### ACTIVITIES
**a)** What is the Spanish translation of this sentence from the topic-modeling passage: "Eventually I settled on ninety topics."?
**b)** Can you reproduce the topic-modeling passage starting with "That meant it" and going on through "topics got higher.", renaming "topics" as "clusters" throughout?

───── SOURCE EXTRACT

So now I had a model, with sixty topics, that looked good but not quite right. And, by design, there was a natural way to fix the problems: just add topics. It turns out that if the seed number is kept the same and the model is given more topics to play with, it makes very few changes. Or, to be a bit more precise, it makes very few changes apart from permuting the numbers. So, if two models are built with the same seed, and the second has one more topic than the first, for the vast majority of topics in the first model, there will typically be a “matching” topic in the second model. And by “matching” here I mean that the correlation between the probabilities the models give to articles being in those topics is very, very high—above 0.99 or so. The matching models won’t always have the same number, so it isn’t always easy to find them. But by simply looking at the correlations between any pairs of topics one from each model) they usually jumped out.
That meant it was possible every time a few topics were added to simply look at the new topics and ask if they were improvements or not. In an earlier attempt at this project—one that was fatally undermined by not filtering out enough latex and bibliographic words—this had led to a clear optimum arising around seventy topics. And that’s what I expected this time. But it didn’t happen.
Instead, what happened was that as I kept adding topics, it (a) kept finding relative, sensible new topics to add and (b) was not splitting up the topics I really hoped it would split. This was something of a disappointment—the project would have been more manageable for me if the model had found an optimum number of topics in the low seventies or lower. But it simply didn’t; by the standards I’d set before looking at the models, they just kept getting better as the number of topics got higher.
Eventually I settled on ninety topics. There were a bit more than I wanted, and I could have gone even higher. But it was starting to get a little more fine-grained than I wanted—I already had three distinct topics in philosophy of biology, for example. Still, the model runs in which I asked for ninety-six topics and then for one hundred topics weren’t clearly worse than the one run with ninety topics by the standards I’d set myself). So stopping here was somewhat arbitrary.
Once I had the ninety-topic model, it still wasn’t perfect. There were a few places where it looked like the model had put some things in very odd spots. Some of this remains in the finished product—the model bundles together some work on probability and coherence with historical work on Hume, and it puts one-half of the Freud papers with medical ethics and the other half of them with intention. But at this stage there were more of these overlaps than I liked.
I relied on one last feature of the topicmodels package. The algorithm doesn’t stop when it reaches an equilibrium; it stops when it sees insufficient progress toward equilibrium. One thing to do would be to refine what counts as “insufficient,” but I found this hard to control. A similar approach is to start not with a random distribution but with a finished model and then ask the algorithm to approach equilibrium from that starting point. It won’t go very far; the model was finished to start with. But it will end up with a model that the algorithm likes slightly better. (The model will, for example, have a lower perplexity score.) I’ll call the resulting model a refinement.

──────────
───── DATASET RECORDS

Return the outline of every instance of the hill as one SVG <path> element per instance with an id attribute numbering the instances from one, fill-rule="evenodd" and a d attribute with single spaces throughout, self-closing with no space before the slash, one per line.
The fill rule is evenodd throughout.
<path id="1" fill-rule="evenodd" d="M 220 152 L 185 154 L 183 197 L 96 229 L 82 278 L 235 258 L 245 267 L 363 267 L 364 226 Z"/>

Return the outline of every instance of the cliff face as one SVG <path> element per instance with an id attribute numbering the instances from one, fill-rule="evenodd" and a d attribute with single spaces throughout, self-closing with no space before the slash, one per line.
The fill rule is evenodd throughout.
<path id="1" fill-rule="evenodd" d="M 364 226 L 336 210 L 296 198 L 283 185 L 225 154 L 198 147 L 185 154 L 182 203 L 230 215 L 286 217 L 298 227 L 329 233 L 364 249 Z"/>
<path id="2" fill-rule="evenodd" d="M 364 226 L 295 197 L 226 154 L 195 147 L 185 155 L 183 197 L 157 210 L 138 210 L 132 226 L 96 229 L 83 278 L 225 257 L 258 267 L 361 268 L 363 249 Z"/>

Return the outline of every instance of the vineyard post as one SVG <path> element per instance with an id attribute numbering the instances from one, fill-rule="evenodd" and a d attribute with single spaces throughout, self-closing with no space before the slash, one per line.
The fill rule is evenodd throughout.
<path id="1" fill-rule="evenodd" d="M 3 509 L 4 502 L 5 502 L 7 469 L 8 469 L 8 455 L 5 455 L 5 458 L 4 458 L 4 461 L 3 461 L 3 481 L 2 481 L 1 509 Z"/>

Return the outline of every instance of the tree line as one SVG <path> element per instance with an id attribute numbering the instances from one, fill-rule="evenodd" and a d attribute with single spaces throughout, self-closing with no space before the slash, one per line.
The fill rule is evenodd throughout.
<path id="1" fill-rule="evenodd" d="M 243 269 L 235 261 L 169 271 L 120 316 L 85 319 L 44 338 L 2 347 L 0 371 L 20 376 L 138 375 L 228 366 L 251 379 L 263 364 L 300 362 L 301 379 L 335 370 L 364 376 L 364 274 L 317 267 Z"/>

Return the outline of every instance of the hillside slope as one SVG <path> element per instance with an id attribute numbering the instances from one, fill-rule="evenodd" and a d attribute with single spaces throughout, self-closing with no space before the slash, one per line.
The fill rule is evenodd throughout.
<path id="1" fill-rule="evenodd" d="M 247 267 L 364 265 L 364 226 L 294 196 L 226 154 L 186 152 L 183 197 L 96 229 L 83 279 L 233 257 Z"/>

──────────

### TASK-BY-TASK ANSWERS
**a)** Finalmente me decidí por noventa temas.

**b)**
That meant it was possible every time a few clusters were added to simply look at the new clusters and ask if they were improvements or not. In an earlier attempt at this project—one that was fatally undermined by not filtering out enough latex and bibliographic words—this had led to a clear optimum arising around seventy clusters. And that’s what I expected this time. But it didn’t happen.
Instead, what happened was that as I kept adding clusters, it (a) kept finding relative, sensible new clusters to add and (b) was not splitting up the clusters I really hoped it would split. This was something of a disappointment—the project would have been more manageable for me if the model had found an optimum number of clusters in the low seventies or lower. But it simply didn’t; by the standards I’d set before looking at the models, they just kept getting better as the number of clusters got higher.